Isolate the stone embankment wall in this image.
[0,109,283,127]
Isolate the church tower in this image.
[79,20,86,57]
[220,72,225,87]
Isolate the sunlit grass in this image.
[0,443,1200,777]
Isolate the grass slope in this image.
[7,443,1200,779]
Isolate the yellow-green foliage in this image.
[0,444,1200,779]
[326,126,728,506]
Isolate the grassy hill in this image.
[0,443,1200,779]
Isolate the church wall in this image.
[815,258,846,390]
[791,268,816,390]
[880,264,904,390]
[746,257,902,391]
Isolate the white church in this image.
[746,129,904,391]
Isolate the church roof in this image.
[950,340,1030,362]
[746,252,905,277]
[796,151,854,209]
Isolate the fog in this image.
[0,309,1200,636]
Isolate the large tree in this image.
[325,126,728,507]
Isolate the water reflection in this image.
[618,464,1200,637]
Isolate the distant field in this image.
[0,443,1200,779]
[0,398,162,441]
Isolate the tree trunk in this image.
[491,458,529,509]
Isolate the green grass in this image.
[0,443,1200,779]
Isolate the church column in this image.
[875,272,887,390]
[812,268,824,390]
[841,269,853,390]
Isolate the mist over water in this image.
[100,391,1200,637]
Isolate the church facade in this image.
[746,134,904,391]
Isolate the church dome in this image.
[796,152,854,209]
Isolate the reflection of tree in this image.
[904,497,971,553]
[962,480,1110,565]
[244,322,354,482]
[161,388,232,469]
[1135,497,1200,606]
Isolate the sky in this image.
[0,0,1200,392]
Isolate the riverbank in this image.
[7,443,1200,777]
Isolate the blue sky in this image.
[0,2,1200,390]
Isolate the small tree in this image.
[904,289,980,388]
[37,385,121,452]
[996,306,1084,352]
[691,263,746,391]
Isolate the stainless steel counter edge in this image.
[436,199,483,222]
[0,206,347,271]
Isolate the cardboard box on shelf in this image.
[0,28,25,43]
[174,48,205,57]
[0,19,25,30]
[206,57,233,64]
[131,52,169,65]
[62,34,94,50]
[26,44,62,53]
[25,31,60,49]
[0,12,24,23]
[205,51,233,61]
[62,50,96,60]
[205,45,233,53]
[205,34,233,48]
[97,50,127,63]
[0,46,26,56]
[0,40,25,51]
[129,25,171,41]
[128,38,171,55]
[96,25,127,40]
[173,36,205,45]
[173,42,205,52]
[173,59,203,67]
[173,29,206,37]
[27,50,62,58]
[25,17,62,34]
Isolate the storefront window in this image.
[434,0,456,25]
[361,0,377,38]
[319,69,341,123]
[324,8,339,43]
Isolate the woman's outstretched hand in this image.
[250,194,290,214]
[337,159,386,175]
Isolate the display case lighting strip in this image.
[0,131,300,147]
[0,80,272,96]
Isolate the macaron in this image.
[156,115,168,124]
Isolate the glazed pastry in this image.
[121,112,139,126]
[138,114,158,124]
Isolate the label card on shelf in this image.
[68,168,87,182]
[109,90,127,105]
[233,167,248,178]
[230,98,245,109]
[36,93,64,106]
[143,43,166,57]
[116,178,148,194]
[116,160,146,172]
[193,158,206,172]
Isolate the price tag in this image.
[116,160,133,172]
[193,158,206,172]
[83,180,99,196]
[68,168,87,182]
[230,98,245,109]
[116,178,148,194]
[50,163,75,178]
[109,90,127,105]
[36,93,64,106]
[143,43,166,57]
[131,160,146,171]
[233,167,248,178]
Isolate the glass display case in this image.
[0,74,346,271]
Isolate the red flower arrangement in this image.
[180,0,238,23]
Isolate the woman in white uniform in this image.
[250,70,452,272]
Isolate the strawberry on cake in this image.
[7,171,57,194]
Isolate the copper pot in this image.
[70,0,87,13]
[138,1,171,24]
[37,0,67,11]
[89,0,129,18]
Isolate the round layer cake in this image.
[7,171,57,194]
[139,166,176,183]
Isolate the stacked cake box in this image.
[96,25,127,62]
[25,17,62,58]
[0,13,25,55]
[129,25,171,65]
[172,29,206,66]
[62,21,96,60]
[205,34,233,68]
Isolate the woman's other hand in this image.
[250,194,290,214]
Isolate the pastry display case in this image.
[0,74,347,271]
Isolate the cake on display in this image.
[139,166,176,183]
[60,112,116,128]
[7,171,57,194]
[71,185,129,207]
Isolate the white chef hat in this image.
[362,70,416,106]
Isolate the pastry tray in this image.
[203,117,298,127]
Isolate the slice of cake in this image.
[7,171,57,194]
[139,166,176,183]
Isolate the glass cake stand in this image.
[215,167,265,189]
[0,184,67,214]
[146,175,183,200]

.....

### INSTRUCTION
Can you recast the material above as a Markdown table, with the row number under "Row" and the line under "Text", leaving out any blank lines?

### WRITTEN SOLUTION
| Row | Text |
|---|---|
| 1 | Isolate the stone embankment wall in this image. |
| 2 | [0,109,283,127] |
| 3 | Isolate the church tower in this image. |
| 4 | [79,20,86,57] |
| 5 | [220,72,225,87] |
| 6 | Isolate the sunlit grass in this image. |
| 7 | [0,443,1200,777] |
| 8 | Isolate the grass slope in this image. |
| 9 | [7,443,1200,779] |
| 10 | Isolate the yellow-green foliage in this image. |
| 11 | [0,444,1200,779] |
| 12 | [326,126,728,506] |
| 13 | Isolate the grassy hill in this image. |
| 14 | [0,443,1200,779] |
| 15 | Isolate the church wall in this image. |
| 16 | [815,258,846,390] |
| 17 | [791,268,816,390] |
| 18 | [880,264,904,390] |
| 19 | [746,257,902,391] |
| 20 | Isolate the white church in this image. |
| 21 | [746,129,904,391] |
| 22 | Isolate the church roof in this image. |
| 23 | [950,340,1030,362] |
| 24 | [746,252,905,277] |
| 25 | [796,151,854,209] |
| 26 | Isolate the fog in this image. |
| 27 | [0,309,1200,636] |
| 28 | Isolate the large tree in this image. |
| 29 | [325,126,728,507] |
| 30 | Isolate the water reflection in this image. |
| 31 | [618,464,1200,637] |
| 32 | Isolate the distant field in this image. |
| 33 | [0,443,1200,779] |
| 34 | [0,398,162,441] |
| 35 | Isolate the tree trunk in this image. |
| 36 | [491,458,529,509] |
| 37 | Isolate the green grass in this image. |
| 38 | [0,443,1200,779] |
| 39 | Isolate the church column in this image. |
| 40 | [875,272,887,390] |
| 41 | [812,268,824,390] |
| 42 | [841,269,853,390] |
| 43 | Isolate the mist over water in this image. |
| 44 | [100,391,1200,637] |
| 45 | Isolate the church facade in this image. |
| 46 | [746,134,904,391] |
| 47 | Isolate the church dome in this image. |
| 48 | [796,152,854,209] |
| 49 | Isolate the reflection of tree in this image. |
| 50 | [904,497,971,553] |
| 51 | [962,480,1110,565] |
| 52 | [244,322,354,482] |
| 53 | [161,388,232,469] |
| 54 | [1135,497,1200,606] |
| 55 | Isolate the sky in this image. |
| 56 | [0,0,1200,392] |
| 57 | Isolate the riverbank in this image. |
| 58 | [7,443,1200,777] |
| 59 | Isolate the blue sky in this image. |
| 60 | [0,2,1200,390] |
| 61 | Isolate the small tree in this image. |
| 62 | [904,289,980,388] |
| 63 | [37,385,121,452] |
| 64 | [996,306,1084,352] |
| 65 | [691,263,746,391] |
| 66 | Isolate the stainless steel counter edge in this image. |
| 67 | [436,199,483,222] |
| 68 | [0,206,347,271] |
| 69 | Isolate the cardboard box on shelf in this image. |
| 70 | [0,28,25,43] |
| 71 | [174,48,205,57] |
| 72 | [0,19,25,30] |
| 73 | [206,57,233,64] |
| 74 | [131,52,169,65] |
| 75 | [62,34,94,50] |
| 76 | [26,44,62,53] |
| 77 | [25,31,60,49] |
| 78 | [0,12,24,23] |
| 79 | [205,51,233,61] |
| 80 | [62,50,96,60] |
| 81 | [205,45,233,53] |
| 82 | [205,34,233,48] |
| 83 | [97,50,127,63] |
| 84 | [0,46,26,56] |
| 85 | [0,40,25,51] |
| 86 | [129,25,171,41] |
| 87 | [128,38,171,55] |
| 88 | [96,25,127,40] |
| 89 | [173,36,205,45] |
| 90 | [173,42,205,52] |
| 91 | [173,59,203,67] |
| 92 | [173,29,206,37] |
| 93 | [27,50,62,58] |
| 94 | [25,17,62,34] |
| 95 | Isolate the storefront window in this image. |
| 96 | [434,0,456,25] |
| 97 | [361,0,377,38] |
| 98 | [319,69,341,123] |
| 99 | [324,8,339,43] |
| 100 | Isolate the woman's outstretched hand in this image. |
| 101 | [250,194,290,214] |
| 102 | [337,159,386,175] |
| 103 | Isolate the display case lighting strip in this image. |
| 104 | [0,131,300,147] |
| 105 | [0,80,272,96] |
| 106 | Isolate the macaron in this image. |
| 107 | [156,115,168,124] |
| 108 | Isolate the glazed pastry in this image. |
| 109 | [121,112,139,126] |
| 110 | [138,114,158,124] |
| 111 | Isolate the label card on shelf in this image. |
| 112 | [68,168,87,182] |
| 113 | [109,90,127,105] |
| 114 | [233,167,248,178] |
| 115 | [230,98,245,109] |
| 116 | [36,93,64,106] |
| 117 | [143,43,166,57] |
| 118 | [116,178,148,194] |
| 119 | [116,160,146,172] |
| 120 | [193,158,206,172] |
| 121 | Isolate the price tag in this image. |
| 122 | [116,160,133,172] |
| 123 | [193,158,206,172] |
| 124 | [83,180,99,196] |
| 125 | [68,168,87,182] |
| 126 | [230,98,245,109] |
| 127 | [116,178,148,194] |
| 128 | [50,163,75,178] |
| 129 | [109,90,127,105] |
| 130 | [36,93,64,106] |
| 131 | [143,43,166,57] |
| 132 | [131,160,146,171] |
| 133 | [233,167,248,178] |
| 134 | Isolate the glass display case in this image. |
| 135 | [0,74,346,271] |
| 136 | Isolate the red flower arrangement in this image. |
| 137 | [180,0,238,23] |
| 138 | Isolate the woman in white uniform in this image. |
| 139 | [250,70,452,272] |
| 140 | Isolate the strawberry on cake in this image. |
| 141 | [7,171,57,194] |
| 142 | Isolate the copper pot in this image. |
| 143 | [70,0,87,13] |
| 144 | [138,1,171,24] |
| 145 | [37,0,67,11] |
| 146 | [89,0,129,18] |
| 147 | Isolate the round layer cake in this image. |
| 148 | [7,171,57,194] |
| 149 | [139,166,176,183] |
| 150 | Isolate the stacked cake box in this image. |
| 151 | [96,25,127,62] |
| 152 | [25,17,62,58] |
| 153 | [0,13,25,55] |
| 154 | [129,25,171,65] |
| 155 | [172,29,206,66] |
| 156 | [62,21,96,60] |
| 157 | [205,34,233,68] |
| 158 | Isolate the woman's other hand in this image. |
| 159 | [250,194,290,214] |
| 160 | Isolate the pastry display case in this image. |
| 161 | [0,74,347,271] |
| 162 | Isolate the cake on display in this image. |
| 163 | [139,166,176,183] |
| 164 | [60,112,116,128] |
| 165 | [7,171,57,194] |
| 166 | [71,185,129,207] |
| 167 | Isolate the white chef hat in this image. |
| 168 | [362,70,416,106] |
| 169 | Isolate the pastry tray in this image. |
| 170 | [203,117,298,127] |
| 171 | Isolate the slice of cake in this image. |
| 172 | [7,171,57,194] |
| 173 | [139,166,176,183] |
| 174 | Isolate the glass cake stand in this image. |
| 175 | [215,167,265,189] |
| 176 | [0,184,67,214] |
| 177 | [146,175,183,200] |